For the data below, report the number of lines that contain the string "blazer" and nothing else.
-- Data listing follows --
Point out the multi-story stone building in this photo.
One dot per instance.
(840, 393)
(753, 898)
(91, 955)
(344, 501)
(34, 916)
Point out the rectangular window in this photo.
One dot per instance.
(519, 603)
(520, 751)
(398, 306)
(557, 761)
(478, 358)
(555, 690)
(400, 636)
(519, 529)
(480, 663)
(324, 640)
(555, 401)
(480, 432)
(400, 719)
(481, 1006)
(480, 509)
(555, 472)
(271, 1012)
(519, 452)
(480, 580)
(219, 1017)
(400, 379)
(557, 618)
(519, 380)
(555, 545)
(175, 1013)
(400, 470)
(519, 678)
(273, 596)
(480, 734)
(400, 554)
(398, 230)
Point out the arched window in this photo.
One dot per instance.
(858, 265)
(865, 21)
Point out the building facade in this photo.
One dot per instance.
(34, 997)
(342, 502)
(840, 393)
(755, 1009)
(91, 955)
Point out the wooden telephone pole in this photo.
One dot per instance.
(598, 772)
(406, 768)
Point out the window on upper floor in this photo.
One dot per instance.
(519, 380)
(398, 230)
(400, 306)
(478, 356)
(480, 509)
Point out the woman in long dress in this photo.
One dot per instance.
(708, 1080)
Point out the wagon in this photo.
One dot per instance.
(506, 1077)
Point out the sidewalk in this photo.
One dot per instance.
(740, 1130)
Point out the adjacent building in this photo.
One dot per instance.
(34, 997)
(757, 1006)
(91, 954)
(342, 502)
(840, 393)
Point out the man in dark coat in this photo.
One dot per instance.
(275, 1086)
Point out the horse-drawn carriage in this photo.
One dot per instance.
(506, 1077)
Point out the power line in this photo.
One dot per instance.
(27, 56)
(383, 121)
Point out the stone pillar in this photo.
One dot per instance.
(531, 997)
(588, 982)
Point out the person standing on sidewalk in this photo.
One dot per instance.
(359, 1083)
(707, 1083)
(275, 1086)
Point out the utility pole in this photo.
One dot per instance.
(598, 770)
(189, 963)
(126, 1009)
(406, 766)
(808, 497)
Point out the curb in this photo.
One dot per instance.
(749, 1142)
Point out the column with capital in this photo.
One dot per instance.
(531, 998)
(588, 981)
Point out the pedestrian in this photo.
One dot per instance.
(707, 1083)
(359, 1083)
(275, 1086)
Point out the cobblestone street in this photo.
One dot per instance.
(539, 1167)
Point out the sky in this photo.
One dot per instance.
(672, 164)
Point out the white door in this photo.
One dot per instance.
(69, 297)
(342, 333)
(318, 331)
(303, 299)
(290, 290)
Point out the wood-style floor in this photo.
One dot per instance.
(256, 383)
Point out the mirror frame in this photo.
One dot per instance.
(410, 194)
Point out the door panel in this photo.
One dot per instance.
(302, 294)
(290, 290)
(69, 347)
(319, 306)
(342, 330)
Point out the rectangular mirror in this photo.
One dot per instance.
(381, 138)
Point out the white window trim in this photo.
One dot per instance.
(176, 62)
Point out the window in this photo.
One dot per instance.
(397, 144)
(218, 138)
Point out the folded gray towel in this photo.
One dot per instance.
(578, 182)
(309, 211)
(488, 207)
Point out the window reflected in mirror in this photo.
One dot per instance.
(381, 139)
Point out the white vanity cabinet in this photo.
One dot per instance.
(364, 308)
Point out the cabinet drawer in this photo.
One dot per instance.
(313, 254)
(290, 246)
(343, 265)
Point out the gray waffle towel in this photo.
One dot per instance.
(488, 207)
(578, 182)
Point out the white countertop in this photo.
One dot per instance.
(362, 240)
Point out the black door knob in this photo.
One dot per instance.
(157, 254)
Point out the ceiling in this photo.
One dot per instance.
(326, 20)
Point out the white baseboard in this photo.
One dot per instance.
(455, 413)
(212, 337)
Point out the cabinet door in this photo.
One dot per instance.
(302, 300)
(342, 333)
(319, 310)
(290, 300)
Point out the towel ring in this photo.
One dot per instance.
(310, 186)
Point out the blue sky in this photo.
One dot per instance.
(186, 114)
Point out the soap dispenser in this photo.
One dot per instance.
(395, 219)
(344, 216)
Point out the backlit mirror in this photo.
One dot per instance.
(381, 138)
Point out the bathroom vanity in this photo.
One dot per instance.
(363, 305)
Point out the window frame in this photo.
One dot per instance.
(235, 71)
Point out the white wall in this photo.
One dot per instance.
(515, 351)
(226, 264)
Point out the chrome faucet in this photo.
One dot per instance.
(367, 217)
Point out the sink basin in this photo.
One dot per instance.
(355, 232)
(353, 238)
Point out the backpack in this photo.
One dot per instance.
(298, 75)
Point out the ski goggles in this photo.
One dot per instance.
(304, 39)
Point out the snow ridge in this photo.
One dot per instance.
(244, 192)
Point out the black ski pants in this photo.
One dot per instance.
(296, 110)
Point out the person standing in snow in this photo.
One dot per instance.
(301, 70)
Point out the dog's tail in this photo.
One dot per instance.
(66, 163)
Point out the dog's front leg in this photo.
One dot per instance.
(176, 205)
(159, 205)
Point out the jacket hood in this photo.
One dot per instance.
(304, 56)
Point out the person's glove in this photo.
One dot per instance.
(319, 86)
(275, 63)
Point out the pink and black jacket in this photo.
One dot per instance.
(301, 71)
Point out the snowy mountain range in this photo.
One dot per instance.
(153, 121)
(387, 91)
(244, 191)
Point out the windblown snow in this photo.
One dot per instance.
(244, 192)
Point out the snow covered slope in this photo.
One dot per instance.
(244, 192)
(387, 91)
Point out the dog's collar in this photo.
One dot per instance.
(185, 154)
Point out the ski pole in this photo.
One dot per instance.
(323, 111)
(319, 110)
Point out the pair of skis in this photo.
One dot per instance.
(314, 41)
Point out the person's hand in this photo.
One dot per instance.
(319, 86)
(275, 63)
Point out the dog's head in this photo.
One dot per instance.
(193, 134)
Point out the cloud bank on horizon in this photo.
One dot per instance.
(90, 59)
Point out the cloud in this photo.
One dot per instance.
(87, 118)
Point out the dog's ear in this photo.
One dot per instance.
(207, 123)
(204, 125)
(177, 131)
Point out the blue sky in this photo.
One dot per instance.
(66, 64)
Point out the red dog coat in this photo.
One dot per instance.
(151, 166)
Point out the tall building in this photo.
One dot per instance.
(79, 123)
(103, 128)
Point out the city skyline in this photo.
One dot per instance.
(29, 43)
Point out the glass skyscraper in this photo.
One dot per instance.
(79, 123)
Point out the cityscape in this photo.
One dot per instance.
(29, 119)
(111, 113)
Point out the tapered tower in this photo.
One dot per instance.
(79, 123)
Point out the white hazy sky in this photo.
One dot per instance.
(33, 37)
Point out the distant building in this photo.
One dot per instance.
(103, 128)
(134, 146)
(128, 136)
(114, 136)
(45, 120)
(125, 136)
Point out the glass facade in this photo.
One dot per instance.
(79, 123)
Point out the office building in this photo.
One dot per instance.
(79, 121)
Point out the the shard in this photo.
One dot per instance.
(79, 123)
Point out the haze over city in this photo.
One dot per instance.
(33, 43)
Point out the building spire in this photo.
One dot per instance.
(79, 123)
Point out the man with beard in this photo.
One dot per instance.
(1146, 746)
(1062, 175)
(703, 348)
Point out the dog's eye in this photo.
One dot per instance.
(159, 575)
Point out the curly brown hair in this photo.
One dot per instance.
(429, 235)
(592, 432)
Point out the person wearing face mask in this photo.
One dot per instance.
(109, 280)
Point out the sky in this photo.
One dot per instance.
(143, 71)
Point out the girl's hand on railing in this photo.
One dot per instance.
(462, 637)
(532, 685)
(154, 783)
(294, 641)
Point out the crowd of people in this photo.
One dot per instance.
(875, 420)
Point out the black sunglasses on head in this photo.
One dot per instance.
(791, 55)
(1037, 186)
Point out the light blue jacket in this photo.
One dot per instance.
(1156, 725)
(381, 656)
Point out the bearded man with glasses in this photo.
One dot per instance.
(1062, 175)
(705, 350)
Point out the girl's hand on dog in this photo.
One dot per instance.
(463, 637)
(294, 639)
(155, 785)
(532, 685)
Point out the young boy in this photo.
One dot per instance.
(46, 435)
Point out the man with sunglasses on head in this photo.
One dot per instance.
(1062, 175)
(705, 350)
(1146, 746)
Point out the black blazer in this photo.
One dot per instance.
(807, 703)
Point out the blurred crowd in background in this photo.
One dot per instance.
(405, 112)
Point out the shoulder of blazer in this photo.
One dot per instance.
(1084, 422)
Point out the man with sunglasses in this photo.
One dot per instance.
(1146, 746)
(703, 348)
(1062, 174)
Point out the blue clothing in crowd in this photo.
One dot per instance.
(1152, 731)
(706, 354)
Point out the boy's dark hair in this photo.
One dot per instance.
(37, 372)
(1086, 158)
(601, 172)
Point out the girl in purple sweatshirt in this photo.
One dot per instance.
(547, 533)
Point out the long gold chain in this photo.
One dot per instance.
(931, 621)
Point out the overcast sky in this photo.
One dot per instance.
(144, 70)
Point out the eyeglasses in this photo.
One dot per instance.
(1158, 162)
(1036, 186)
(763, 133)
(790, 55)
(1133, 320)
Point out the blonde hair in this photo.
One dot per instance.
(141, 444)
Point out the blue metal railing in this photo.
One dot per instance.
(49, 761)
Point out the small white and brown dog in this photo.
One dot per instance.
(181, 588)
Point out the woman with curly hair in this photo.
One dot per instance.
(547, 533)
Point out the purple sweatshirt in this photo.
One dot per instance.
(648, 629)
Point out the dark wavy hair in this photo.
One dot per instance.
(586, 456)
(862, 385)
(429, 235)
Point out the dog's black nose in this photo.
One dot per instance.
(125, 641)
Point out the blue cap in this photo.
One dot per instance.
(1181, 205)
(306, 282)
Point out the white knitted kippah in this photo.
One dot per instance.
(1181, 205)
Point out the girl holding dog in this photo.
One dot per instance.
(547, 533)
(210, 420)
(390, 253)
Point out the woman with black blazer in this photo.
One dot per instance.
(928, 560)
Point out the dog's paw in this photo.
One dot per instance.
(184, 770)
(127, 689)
-- Data listing concluded --
# [Result below]
3